TASK BRIEF -> Please copy every line of the listing below word for word, from the first line to the last.

MATERIAL FOR THIS TASK ->
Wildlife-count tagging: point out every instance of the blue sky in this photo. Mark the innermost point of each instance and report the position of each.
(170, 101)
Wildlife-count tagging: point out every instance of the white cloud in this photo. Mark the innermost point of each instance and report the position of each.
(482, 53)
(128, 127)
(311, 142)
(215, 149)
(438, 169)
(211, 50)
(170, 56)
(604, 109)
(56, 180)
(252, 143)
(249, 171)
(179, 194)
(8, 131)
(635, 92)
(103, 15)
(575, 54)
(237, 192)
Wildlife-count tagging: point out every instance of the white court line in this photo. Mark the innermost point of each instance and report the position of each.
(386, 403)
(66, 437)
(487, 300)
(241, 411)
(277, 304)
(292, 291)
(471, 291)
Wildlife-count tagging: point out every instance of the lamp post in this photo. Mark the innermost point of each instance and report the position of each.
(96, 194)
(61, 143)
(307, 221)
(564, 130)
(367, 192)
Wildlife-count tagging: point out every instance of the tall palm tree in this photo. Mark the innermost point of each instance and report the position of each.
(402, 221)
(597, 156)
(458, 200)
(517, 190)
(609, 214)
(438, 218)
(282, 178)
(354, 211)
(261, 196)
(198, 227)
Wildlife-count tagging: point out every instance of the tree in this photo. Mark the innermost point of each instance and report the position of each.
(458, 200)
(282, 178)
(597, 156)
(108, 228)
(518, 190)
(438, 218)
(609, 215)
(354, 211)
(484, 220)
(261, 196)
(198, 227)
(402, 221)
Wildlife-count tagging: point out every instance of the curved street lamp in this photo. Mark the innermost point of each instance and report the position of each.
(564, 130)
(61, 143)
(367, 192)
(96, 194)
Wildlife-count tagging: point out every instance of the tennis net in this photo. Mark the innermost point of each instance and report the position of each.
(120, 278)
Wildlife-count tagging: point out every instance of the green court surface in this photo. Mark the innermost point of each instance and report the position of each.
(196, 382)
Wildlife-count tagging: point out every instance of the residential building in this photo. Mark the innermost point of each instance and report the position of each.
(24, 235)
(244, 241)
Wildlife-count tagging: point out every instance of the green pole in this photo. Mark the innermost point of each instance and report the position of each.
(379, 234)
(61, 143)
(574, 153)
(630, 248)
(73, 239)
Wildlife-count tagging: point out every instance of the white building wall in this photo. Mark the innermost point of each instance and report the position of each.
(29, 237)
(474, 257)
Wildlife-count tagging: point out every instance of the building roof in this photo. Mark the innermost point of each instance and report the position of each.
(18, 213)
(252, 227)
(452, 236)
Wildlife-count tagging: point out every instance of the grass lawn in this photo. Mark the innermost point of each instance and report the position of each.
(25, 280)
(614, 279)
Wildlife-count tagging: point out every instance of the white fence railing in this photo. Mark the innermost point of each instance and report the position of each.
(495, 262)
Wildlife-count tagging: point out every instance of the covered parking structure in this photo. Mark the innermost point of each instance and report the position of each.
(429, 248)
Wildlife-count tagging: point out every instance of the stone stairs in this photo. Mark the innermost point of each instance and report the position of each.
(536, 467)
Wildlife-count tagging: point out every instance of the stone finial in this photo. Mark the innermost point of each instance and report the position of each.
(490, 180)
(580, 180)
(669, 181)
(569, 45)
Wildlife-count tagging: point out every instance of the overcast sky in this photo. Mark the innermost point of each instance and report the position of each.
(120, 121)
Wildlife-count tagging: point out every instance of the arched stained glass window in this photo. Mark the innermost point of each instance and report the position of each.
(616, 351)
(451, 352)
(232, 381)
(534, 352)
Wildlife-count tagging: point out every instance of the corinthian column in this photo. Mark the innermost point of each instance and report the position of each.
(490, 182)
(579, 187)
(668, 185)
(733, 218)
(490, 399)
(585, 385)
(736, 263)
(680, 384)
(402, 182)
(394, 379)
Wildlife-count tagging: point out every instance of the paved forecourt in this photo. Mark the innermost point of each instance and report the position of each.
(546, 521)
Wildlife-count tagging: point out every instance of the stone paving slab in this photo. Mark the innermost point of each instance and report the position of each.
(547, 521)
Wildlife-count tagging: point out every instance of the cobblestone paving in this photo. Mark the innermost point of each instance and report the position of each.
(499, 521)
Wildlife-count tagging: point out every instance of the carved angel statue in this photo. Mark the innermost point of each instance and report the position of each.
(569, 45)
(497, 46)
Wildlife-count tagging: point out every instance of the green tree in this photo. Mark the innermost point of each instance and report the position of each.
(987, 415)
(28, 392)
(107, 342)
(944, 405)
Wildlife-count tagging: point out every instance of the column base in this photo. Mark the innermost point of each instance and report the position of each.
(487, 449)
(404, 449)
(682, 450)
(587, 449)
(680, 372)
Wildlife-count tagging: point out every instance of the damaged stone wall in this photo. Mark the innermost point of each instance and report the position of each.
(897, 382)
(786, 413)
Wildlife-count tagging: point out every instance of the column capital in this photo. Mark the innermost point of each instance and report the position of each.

REPLY TO THE TASK ->
Wildlife-count tagging: point out every instance of the blue sky in this photo. Mark the innermost point of each instance and report the position of each.
(170, 101)
Wildlife-count tagging: point out every instance of the white cloud in this photo. Mark the innermost point of each instance and report the position of each.
(482, 53)
(128, 127)
(311, 142)
(215, 149)
(438, 169)
(211, 50)
(170, 56)
(604, 109)
(56, 180)
(252, 143)
(249, 171)
(179, 194)
(8, 131)
(635, 92)
(103, 15)
(575, 54)
(237, 192)
Wildlife-count tagging: point out every instance of the white court line in this photo. Mark the innermost point of each instance and report the position of each.
(386, 403)
(66, 437)
(487, 300)
(241, 411)
(277, 304)
(292, 291)
(471, 291)
Wildlife-count tagging: point out every instance of the lamp post in this photo. Mark the innermost point of each instance and report the position of each.
(96, 194)
(61, 143)
(307, 221)
(564, 130)
(367, 192)
Wildlife-count tagging: point out every instance of the tall palm tree in this photo. Mark the innermost point of each instance and report the position of each.
(402, 221)
(597, 156)
(458, 200)
(517, 190)
(609, 214)
(438, 218)
(282, 178)
(354, 211)
(261, 196)
(198, 227)
Wildlife-count tagging: point out every instance of the tree in this photo. Mark the innermost point of each instance and report the position of each.
(458, 200)
(282, 178)
(597, 156)
(108, 228)
(518, 190)
(438, 218)
(609, 215)
(354, 211)
(484, 220)
(261, 196)
(198, 227)
(402, 221)
Wildlife-count tagging: point out every instance of the curved street lamp in this photo. Mark the innermost point of each instance and report the position of each.
(564, 130)
(61, 143)
(367, 192)
(96, 194)
Wildlife-count tagging: point out every instance of the tennis net in this photo. Mark the innermost point of each instance and report the position of each.
(120, 278)
Wildlife-count tagging: point out every instance of the green court surface in this photo. Mark the innermost point of each instance and report the position of each.
(196, 382)
Wildlife-count tagging: point out every instance of the residential building in this photo. Mark the innermost point of each instance and report the position of each.
(24, 235)
(244, 241)
Wildlife-count tagging: point out every instance of the green pole in this photo. Mark the innermost point of each instance and report the position of each.
(379, 234)
(61, 143)
(574, 153)
(630, 248)
(73, 239)
Wildlife-count tagging: point out every instance of the white building wall in this photo. Mark the innermost point of each instance and report the position of each.
(29, 237)
(474, 257)
Wildlife-count tagging: point out every instance of the building roof in this photo. Mark the innermost point of each instance and report the position of each.
(18, 213)
(252, 227)
(452, 236)
Wildlife-count tagging: point out every instance of the grass lawn in this photo. Mark the innermost point of each instance and report the position of each.
(25, 280)
(614, 279)
Wildlife-count tagging: point out every instance of the white fence railing in this photo. Mark the innermost point of each instance and report the position of each.
(495, 262)
Wildlife-count tagging: point out every instance of the covered parking structure in this photo. Mark the innermost point of each instance and report the position of each.
(429, 248)
Wildlife-count tagging: point out every instance of the stone stairs in this photo. Mark the innermost point of each instance and report the position of each.
(536, 467)
Wildlife-count tagging: point out every instance of the stone finial in this photo. Mark the innermost point of each instance and report the position of each.
(490, 180)
(580, 180)
(669, 181)
(569, 45)
Wildlife-count tagging: point out every instance of the overcast sky in this photo. Mark the innermost point of each instance and report the position of each.
(120, 121)
Wildlife-count tagging: point out every instance of the arched stained glass window in this photo. Mark the innermost point of each instance and report the position of each.
(616, 351)
(451, 352)
(232, 381)
(534, 352)
Wildlife-count tagging: point out every instance of the corinthian column in this photo. Mark the innermost point of each instance and report the position of each.
(490, 182)
(579, 187)
(668, 185)
(733, 218)
(490, 399)
(585, 385)
(736, 263)
(680, 384)
(402, 182)
(394, 379)
Wildlife-count tagging: point out every instance of the paved forecourt in this photo. Mark the innermost point of each instance and report the position of each.
(546, 521)
Wildlife-count tagging: point out every instance of the stone paving slab in this photo. Mark the innermost point of each instance and report the position of each.
(547, 521)
Wildlife-count tagging: point out every instance of the cobblestone paving in this photo. Mark the innermost point of each instance and report the position of each.
(499, 521)
Wildlife-count tagging: point out every instance of the carved angel statue in this photo. Mark the innermost point of each instance and report the position of each.
(569, 45)
(497, 46)
Wildlife-count tagging: point out every instance of the green tree in this photo. Mark the innermost point of each instance and report the position of each.
(987, 415)
(28, 392)
(107, 342)
(944, 405)
Wildlife-count tagging: point out every instance of the column base in this photo. Mark the innermost point of each instance and report the position of each.
(487, 449)
(404, 449)
(682, 450)
(587, 449)
(680, 372)
Wildlife-count tagging: point out every instance of the damaged stone wall in this photo. Mark the innermost point of each instance and report the position of each.
(897, 382)
(786, 413)
Wildlife-count tagging: point out every instance of the column capital in this photo. Mark the innermost point of each instance and report the position of each.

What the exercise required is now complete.